- What is expected -
Filter the listing down to the lines containing the word "wooden".

*** Records shown Section Begins ***

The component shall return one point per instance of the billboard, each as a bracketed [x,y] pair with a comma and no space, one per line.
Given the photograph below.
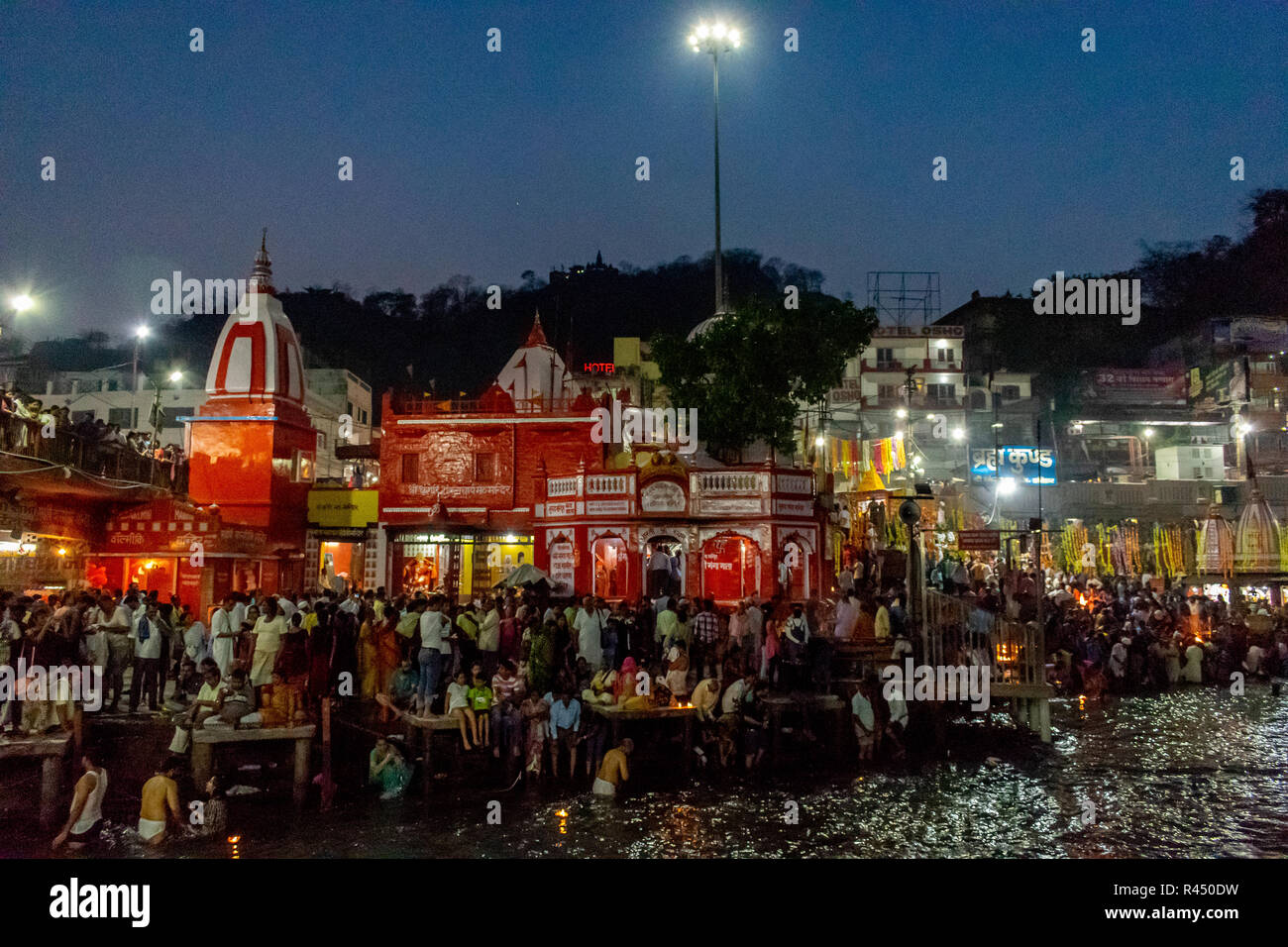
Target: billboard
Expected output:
[1025,464]
[1163,385]
[1222,384]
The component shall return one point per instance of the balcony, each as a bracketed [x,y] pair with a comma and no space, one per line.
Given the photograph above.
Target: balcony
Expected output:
[22,437]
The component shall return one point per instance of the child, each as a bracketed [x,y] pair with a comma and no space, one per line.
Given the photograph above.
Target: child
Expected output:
[214,810]
[459,706]
[281,703]
[536,712]
[386,770]
[481,702]
[678,672]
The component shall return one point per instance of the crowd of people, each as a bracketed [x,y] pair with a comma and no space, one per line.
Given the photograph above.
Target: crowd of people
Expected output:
[101,444]
[518,673]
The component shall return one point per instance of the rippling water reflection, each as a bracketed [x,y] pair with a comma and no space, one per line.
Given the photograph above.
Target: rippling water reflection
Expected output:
[1189,774]
[1194,774]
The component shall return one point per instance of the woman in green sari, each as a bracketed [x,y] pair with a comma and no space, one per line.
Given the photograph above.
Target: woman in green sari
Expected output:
[541,660]
[387,770]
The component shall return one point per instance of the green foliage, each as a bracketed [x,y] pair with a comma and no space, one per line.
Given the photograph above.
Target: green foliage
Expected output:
[748,371]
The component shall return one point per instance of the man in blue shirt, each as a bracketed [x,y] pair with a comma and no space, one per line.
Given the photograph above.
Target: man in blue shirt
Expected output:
[565,724]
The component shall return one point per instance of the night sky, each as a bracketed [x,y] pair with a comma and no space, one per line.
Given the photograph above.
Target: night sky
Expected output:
[493,163]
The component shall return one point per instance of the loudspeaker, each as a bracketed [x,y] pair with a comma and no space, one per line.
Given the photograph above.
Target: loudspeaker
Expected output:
[910,513]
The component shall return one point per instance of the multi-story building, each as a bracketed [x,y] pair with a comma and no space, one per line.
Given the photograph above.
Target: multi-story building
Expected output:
[909,381]
[117,395]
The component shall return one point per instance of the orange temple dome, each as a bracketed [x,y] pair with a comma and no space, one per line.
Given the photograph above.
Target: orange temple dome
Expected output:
[258,354]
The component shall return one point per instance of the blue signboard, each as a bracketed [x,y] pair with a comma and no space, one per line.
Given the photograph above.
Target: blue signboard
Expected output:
[1025,464]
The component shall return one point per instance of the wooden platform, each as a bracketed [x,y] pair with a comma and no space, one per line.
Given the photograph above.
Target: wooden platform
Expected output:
[617,715]
[52,751]
[803,701]
[204,742]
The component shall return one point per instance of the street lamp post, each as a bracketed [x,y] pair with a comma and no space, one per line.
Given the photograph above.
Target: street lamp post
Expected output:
[715,40]
[140,335]
[20,304]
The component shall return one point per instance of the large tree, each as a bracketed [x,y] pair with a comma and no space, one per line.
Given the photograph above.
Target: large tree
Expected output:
[748,372]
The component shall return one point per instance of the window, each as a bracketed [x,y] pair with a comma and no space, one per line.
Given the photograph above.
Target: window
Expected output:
[303,468]
[940,394]
[411,468]
[484,468]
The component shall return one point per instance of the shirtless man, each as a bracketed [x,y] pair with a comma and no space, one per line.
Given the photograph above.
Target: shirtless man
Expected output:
[86,813]
[160,801]
[613,770]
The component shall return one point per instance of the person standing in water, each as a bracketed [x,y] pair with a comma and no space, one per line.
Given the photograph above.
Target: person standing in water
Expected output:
[160,801]
[613,771]
[85,821]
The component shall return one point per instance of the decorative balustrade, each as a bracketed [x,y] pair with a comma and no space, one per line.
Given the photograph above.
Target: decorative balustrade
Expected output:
[728,483]
[562,486]
[606,483]
[24,437]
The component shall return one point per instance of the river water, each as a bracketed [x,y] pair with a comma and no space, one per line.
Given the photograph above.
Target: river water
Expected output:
[1189,774]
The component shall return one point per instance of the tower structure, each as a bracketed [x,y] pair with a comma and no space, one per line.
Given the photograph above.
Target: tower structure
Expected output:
[253,447]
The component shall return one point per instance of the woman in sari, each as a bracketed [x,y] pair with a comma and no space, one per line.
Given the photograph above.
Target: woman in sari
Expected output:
[509,633]
[368,672]
[625,686]
[387,650]
[320,655]
[542,660]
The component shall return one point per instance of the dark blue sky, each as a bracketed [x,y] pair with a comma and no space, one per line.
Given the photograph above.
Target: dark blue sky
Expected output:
[492,163]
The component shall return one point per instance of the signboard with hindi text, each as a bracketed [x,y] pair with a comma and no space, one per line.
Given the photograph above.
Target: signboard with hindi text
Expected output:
[979,540]
[1025,464]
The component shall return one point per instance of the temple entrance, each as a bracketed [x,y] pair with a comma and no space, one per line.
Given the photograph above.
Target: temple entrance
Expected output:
[730,569]
[664,566]
[795,557]
[610,567]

*** Records shown Section Ends ***

- Reply -
The component shall return one point per instance of the wooden platform, each as a bracketed [x,y] pair with a comma and no space, one per line.
Target: wooden platform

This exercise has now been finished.